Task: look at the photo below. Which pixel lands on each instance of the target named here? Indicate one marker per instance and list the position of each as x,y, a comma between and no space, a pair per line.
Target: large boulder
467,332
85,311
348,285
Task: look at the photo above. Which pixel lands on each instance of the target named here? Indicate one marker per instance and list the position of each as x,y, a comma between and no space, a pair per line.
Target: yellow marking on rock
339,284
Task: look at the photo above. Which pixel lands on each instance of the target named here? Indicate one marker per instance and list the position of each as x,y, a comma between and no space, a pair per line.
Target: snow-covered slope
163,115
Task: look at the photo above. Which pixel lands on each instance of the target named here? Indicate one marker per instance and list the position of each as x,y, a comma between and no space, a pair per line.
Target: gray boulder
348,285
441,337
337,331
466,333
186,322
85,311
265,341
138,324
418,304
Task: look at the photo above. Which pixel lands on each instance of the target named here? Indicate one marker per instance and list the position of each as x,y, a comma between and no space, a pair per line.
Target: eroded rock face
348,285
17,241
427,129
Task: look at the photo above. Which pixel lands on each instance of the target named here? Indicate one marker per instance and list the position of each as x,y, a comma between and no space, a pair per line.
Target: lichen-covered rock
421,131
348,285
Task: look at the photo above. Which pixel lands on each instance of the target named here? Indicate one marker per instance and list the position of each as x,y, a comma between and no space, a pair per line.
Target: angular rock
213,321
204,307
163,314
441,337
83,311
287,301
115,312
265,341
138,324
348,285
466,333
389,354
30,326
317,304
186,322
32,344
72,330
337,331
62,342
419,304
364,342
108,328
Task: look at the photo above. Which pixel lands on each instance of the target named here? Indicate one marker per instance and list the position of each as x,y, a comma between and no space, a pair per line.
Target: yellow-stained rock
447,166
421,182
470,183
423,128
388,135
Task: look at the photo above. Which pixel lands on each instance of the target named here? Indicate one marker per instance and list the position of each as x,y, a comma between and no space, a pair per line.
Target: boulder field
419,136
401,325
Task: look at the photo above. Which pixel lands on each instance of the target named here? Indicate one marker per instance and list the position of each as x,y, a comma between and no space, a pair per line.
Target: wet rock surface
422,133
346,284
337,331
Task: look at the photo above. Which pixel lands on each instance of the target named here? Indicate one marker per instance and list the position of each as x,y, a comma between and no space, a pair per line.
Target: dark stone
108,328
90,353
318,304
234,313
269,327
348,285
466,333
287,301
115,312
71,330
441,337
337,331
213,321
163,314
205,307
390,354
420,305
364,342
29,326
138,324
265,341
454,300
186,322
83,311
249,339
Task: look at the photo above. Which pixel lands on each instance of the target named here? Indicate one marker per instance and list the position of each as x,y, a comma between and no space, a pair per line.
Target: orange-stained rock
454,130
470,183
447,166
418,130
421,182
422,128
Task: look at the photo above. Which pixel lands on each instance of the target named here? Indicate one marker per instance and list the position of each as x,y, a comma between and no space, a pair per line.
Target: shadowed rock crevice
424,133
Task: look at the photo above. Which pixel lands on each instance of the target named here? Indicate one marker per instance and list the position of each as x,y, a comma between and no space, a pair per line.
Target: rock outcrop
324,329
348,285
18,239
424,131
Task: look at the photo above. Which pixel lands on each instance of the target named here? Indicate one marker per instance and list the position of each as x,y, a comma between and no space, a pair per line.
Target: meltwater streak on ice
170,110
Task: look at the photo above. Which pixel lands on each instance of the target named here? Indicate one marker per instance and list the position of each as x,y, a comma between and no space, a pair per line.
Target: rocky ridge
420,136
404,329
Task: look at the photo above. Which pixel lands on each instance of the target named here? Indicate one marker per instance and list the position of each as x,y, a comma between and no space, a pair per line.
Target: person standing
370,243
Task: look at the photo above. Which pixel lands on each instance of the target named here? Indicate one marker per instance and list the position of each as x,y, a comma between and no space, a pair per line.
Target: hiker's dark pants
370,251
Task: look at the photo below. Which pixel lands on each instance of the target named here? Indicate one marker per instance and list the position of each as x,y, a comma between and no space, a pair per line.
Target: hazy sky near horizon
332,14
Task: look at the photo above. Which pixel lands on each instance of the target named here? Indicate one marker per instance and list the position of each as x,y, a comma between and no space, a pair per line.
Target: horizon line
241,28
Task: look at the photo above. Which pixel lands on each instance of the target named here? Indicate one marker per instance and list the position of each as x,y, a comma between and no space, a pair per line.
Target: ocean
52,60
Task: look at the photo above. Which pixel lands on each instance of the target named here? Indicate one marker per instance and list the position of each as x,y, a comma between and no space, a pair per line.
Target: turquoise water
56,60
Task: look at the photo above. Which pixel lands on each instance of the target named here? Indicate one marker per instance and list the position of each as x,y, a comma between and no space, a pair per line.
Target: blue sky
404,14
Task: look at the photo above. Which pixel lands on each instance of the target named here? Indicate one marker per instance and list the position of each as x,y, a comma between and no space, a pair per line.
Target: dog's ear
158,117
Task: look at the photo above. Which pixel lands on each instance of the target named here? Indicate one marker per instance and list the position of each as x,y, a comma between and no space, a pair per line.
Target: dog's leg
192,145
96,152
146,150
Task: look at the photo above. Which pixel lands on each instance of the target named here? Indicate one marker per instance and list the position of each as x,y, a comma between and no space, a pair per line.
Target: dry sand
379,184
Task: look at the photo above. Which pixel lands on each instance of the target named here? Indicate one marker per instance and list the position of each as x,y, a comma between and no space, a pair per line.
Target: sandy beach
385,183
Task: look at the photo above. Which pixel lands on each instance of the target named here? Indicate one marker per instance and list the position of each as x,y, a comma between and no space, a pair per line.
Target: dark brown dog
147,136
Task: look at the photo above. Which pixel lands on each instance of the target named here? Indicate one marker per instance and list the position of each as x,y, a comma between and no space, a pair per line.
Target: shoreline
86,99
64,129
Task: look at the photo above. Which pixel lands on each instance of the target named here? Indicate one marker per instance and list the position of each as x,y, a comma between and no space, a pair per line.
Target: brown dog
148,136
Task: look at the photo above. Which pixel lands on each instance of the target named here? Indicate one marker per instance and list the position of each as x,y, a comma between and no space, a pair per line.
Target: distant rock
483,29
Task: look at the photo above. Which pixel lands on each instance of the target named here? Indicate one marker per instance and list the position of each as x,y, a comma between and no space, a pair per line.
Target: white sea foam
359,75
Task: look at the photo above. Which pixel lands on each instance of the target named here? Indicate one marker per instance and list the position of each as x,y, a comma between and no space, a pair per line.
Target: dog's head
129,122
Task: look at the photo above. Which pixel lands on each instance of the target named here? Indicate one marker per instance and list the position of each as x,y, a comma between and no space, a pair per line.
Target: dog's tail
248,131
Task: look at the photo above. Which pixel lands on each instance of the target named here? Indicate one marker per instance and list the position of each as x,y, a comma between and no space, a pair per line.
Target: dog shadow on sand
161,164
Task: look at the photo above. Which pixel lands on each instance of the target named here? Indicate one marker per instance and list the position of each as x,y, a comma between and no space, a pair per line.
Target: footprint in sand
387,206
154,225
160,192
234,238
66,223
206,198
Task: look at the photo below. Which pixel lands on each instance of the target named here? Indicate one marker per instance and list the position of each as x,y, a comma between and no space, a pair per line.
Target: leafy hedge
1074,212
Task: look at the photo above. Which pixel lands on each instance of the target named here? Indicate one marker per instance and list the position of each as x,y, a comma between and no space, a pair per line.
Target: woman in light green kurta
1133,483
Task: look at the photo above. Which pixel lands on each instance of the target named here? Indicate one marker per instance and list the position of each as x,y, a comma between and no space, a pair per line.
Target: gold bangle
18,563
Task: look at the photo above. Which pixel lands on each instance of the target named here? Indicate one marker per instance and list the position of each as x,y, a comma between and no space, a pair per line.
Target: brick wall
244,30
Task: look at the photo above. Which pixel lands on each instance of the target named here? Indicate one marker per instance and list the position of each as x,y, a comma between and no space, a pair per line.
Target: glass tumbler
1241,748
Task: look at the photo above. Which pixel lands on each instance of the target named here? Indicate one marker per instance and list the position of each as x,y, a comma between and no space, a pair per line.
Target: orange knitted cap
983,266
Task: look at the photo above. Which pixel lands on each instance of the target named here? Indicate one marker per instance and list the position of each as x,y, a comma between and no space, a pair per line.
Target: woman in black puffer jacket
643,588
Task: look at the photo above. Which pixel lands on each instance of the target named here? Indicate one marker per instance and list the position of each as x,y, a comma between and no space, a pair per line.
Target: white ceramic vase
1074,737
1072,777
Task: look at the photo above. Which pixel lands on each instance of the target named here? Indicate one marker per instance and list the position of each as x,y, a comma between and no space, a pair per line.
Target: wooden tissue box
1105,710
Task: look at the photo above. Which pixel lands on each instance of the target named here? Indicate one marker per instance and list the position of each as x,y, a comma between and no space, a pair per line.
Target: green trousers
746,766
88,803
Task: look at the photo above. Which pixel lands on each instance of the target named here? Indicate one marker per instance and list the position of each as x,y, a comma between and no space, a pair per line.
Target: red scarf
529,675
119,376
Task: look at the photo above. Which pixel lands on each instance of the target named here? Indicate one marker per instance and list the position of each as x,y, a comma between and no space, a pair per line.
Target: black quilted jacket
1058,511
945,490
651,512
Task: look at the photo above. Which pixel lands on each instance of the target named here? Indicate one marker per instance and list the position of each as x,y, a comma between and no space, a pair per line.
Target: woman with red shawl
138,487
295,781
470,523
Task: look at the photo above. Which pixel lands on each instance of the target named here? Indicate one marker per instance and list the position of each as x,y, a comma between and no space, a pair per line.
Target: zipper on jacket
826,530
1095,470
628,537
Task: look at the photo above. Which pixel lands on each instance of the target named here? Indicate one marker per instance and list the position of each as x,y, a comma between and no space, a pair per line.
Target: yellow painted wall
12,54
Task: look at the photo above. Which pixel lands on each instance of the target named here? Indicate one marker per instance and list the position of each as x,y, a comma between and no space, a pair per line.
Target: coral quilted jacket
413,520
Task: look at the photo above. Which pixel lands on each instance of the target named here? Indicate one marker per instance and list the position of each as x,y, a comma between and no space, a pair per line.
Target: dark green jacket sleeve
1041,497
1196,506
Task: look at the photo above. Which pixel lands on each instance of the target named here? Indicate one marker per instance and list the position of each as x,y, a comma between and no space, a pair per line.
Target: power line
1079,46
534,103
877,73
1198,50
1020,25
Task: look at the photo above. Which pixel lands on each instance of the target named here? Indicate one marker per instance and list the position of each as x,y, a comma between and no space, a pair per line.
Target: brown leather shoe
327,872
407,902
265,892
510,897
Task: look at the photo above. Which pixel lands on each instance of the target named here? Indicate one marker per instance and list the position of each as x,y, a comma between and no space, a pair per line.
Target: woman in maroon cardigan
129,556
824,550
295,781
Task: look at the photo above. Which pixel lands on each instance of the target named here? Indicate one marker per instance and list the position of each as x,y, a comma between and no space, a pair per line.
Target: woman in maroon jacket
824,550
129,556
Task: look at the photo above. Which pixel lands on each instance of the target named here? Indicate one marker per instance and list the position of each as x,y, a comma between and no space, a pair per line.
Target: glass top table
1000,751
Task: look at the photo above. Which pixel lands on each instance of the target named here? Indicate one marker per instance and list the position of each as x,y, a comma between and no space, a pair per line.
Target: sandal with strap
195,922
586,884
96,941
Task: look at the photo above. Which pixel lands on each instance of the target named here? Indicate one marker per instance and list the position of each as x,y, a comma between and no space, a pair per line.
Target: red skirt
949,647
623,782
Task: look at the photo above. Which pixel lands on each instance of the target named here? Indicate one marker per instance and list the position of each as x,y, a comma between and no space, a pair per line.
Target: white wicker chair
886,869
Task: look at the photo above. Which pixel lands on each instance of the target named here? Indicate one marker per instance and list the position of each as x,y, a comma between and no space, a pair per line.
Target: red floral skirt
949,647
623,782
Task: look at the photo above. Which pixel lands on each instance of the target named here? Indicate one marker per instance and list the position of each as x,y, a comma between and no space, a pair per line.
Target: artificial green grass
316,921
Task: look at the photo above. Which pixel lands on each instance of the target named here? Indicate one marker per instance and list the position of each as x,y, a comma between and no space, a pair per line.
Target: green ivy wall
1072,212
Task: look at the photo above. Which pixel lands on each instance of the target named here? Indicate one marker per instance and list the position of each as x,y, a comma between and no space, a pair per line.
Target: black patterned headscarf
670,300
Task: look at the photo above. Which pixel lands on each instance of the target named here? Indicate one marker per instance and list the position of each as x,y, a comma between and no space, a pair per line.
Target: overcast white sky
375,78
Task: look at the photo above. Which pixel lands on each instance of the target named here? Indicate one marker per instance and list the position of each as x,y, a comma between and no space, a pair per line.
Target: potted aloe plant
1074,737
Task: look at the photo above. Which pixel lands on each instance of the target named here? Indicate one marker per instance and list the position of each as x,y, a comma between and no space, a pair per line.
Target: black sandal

WHAT IS EXPECTED
Find every line in the records above that contains the word "brown" and copy each of those lines.

ANSWER TO THE PROBLEM
Target: dark brown dog
Target: brown dog
Target: brown leather shoe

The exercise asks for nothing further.